## WHAT IS BEING ASKED
Pick up the news piece on Claude Mythos benchmark scores after its last sentence and carry it forward.

## READING PASSAGE
- - - - - - -

Media & Culture

Claude Mythos crushed all the benchmarks

New Claude model scores 90.1% on MMLU, beating GPT-4o and Gemini Ultra.

Deep Dive

Anthropic has unveiled Claude Mythos, its new state-of-the-art AI model that decisively outperforms competitors across major benchmarks. According to the company's technical paper, Mythos achieves a 90.1% score on the Massive Multitask Language Understanding (MMLU) benchmark, surpassing OpenAI's GPT-4o (88.7%) and Google's Gemini Ultra (90.0%). It shows particularly strong gains in mathematical reasoning, scoring 85.7% on the challenging MATH dataset—a 40% improvement over its predecessor, Claude 3 Opus. The model maintains a 200K token context window, enabling deep analysis of long documents.

- - - - - - -

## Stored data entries
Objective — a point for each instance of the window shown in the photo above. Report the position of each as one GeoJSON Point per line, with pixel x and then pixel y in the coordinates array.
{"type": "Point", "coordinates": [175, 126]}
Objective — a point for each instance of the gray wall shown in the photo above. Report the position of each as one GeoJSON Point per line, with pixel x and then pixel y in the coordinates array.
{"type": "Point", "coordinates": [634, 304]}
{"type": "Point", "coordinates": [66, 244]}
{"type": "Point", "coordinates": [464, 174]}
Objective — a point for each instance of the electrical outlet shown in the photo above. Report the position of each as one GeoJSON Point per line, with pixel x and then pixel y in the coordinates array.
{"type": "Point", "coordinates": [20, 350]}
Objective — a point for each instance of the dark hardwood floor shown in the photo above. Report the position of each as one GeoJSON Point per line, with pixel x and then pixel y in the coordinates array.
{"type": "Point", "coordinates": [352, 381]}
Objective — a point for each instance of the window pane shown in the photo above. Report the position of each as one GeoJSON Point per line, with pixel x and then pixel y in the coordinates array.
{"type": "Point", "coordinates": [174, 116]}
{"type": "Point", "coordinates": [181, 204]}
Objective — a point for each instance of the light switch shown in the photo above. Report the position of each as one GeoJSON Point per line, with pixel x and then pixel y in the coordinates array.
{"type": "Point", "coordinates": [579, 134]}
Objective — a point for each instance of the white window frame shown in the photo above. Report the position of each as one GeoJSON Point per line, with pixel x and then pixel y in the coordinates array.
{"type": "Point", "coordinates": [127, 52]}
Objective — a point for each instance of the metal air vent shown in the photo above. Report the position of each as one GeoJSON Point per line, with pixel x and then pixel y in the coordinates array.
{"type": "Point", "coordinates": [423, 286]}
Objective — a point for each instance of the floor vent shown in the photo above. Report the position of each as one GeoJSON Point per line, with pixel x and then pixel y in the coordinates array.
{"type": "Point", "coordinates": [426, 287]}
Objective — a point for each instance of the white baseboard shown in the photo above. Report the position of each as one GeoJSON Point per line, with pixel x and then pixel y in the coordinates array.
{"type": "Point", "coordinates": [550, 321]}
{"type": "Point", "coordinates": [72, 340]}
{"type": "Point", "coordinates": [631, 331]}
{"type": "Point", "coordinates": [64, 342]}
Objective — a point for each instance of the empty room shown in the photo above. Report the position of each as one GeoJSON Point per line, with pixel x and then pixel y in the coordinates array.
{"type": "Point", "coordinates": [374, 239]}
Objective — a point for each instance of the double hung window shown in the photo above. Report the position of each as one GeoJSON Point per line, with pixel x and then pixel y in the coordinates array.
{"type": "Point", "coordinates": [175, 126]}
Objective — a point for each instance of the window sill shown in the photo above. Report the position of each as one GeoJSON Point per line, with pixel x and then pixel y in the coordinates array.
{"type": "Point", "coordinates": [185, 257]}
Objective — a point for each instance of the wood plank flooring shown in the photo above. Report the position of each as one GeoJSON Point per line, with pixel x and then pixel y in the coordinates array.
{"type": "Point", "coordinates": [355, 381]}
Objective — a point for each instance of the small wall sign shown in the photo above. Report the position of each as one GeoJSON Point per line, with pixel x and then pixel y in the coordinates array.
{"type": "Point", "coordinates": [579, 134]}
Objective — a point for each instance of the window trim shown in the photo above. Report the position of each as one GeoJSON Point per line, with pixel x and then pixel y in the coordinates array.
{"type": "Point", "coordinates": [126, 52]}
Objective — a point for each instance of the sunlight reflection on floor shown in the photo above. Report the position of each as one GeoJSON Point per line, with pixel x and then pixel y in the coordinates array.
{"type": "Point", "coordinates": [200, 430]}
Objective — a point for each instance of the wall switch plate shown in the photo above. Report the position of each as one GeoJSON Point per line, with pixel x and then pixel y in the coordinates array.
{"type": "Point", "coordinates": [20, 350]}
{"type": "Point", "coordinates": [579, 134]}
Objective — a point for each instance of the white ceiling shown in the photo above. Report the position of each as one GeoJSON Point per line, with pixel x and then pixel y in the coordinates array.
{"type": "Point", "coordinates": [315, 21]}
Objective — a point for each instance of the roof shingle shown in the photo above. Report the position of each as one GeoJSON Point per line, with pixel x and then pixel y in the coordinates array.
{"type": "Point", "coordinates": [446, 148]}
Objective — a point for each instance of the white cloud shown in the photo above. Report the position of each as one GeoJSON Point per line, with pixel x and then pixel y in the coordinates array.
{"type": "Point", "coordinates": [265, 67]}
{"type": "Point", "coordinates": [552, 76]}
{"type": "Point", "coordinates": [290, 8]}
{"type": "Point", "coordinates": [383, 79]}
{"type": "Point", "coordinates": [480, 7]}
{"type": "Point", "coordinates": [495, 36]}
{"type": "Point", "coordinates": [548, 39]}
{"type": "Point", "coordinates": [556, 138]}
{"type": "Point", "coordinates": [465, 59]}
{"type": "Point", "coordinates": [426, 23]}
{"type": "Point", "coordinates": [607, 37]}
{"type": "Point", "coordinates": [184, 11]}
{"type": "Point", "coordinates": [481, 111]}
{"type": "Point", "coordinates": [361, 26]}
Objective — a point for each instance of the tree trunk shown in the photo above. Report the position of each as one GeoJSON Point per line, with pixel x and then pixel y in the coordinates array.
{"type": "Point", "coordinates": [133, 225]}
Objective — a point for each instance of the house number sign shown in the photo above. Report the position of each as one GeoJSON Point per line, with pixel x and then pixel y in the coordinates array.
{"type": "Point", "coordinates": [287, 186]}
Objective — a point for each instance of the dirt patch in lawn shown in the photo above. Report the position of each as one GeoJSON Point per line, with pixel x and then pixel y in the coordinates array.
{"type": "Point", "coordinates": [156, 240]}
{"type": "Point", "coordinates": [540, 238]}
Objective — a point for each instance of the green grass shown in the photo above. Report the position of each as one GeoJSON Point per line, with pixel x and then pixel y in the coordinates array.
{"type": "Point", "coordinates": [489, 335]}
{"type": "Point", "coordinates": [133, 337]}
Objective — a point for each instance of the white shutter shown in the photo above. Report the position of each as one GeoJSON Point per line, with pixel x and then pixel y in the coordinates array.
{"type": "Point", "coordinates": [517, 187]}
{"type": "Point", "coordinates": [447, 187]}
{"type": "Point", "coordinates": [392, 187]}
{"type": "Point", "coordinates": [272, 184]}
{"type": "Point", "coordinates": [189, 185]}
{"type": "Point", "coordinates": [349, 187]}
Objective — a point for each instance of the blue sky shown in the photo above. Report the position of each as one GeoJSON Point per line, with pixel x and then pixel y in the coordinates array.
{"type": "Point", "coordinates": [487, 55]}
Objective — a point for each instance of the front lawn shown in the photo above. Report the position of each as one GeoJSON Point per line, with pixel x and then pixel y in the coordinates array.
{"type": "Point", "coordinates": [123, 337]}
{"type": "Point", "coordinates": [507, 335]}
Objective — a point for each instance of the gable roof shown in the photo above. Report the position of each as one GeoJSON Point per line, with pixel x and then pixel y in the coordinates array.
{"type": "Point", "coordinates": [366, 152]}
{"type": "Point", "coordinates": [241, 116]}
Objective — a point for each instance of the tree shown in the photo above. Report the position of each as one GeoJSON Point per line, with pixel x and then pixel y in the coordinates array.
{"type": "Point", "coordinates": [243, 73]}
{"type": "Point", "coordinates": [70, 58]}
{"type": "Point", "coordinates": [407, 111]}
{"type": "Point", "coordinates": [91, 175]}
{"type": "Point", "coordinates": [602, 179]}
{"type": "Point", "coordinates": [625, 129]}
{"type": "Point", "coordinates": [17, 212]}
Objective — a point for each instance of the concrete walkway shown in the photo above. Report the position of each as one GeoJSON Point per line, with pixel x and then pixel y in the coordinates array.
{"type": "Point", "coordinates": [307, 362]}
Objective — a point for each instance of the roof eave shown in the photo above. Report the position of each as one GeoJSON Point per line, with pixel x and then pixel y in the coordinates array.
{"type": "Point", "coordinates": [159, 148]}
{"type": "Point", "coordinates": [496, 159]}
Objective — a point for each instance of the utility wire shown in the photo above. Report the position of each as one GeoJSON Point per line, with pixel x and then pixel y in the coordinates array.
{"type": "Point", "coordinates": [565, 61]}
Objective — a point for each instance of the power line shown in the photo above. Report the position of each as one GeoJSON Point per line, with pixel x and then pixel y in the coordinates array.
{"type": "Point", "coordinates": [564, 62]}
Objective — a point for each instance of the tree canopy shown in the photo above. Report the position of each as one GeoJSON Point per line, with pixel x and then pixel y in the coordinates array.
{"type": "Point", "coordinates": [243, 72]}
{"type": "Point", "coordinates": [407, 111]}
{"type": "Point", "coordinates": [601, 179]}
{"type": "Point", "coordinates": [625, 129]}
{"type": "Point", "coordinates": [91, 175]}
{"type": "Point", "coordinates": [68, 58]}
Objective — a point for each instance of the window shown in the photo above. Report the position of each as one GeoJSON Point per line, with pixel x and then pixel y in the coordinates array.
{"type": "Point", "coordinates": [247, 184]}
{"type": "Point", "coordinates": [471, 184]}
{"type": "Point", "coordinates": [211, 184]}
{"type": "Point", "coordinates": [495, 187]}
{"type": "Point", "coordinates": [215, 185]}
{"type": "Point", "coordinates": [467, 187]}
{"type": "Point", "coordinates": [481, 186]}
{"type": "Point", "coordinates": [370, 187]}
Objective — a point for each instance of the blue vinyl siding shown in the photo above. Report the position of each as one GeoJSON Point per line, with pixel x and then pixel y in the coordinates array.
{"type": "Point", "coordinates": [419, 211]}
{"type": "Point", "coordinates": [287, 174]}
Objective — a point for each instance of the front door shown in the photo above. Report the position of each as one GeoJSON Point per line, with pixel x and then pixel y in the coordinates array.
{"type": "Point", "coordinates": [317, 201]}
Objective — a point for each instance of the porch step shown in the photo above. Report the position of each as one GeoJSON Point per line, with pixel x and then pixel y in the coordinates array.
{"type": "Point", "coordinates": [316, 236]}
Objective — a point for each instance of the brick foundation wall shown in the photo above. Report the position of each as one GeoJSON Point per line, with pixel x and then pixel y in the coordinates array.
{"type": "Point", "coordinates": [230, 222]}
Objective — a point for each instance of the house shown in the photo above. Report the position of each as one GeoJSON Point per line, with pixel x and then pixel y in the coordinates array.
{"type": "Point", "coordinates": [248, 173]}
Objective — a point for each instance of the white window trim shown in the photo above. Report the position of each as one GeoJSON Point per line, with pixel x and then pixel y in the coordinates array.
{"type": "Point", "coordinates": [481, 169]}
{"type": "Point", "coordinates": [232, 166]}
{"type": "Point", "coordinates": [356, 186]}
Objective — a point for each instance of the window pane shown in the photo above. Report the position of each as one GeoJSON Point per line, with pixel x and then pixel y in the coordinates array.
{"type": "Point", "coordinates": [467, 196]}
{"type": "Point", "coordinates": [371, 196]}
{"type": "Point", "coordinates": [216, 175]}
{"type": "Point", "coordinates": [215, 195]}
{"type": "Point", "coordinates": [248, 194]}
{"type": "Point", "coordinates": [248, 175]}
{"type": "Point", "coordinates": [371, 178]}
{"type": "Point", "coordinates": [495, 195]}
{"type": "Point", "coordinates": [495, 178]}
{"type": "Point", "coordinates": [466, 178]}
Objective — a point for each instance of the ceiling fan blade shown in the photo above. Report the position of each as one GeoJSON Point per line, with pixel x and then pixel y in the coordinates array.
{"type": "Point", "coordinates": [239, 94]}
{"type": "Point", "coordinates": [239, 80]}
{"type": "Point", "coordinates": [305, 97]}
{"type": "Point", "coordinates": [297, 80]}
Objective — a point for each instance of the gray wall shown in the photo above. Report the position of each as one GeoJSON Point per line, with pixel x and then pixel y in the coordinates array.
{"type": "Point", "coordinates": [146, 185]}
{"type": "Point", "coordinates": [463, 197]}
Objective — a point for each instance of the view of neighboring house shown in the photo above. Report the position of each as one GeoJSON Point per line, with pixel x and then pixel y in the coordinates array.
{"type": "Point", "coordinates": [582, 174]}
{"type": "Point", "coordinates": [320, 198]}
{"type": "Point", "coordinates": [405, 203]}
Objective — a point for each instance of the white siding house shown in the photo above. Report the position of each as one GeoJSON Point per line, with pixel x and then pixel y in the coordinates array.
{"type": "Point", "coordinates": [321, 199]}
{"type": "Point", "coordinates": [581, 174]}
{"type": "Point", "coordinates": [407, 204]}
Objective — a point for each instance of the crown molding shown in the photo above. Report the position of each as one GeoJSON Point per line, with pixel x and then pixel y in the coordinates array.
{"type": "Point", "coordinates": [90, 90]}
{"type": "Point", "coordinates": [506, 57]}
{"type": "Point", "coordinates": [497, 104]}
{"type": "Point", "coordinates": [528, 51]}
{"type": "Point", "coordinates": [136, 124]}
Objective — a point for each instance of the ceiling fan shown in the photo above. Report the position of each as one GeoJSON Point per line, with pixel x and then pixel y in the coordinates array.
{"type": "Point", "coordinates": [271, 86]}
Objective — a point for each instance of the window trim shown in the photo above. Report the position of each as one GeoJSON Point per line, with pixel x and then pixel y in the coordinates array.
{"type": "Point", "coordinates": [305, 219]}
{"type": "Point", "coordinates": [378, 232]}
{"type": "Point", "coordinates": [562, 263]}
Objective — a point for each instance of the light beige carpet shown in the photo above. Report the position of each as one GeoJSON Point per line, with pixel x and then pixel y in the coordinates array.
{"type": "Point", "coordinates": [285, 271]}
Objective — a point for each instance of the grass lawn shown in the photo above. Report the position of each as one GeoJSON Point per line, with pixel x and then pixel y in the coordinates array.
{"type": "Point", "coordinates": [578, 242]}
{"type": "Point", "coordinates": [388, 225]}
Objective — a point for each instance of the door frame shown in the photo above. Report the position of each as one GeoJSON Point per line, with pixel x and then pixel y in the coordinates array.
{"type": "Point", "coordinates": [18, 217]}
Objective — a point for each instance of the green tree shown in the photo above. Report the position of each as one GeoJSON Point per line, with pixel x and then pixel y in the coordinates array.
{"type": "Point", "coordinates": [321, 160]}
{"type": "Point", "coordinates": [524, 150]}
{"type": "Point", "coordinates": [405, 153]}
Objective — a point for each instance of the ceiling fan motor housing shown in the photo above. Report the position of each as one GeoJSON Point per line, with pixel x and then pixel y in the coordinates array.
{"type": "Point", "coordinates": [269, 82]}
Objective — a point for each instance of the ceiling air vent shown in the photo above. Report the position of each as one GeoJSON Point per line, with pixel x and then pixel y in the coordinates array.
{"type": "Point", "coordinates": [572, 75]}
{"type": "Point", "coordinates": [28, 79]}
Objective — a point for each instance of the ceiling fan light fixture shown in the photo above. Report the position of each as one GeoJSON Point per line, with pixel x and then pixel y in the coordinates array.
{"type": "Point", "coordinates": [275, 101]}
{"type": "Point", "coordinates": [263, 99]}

- - - - - - -

## YOUR RESPONSE
Beyond raw scores, Claude Mythos introduces enhanced "agentic" capabilities, meaning it can plan and execute multi-step tasks like coding projects, data analysis, and research synthesis with less human oversight. Anthropic emphasizes the model's improved safety and reduced hallucination rates through Constitutional AI techniques. While pricing details aren't fully released, early access suggests a tiered structure for enterprise clients, positioning Mythos as a premium tool for complex analytical work where accuracy is critical.

Key Points
  • Scores 90.1% on MMLU, beating GPT-4o and matching Gemini Ultra
  • Shows 40% improvement on complex mathematical reasoning (85.7% on MATH)
  • Features 200K context window and advanced agentic task execution

Why It Matters

Sets a new accuracy standard for enterprise AI, enabling more reliable complex analysis and automation.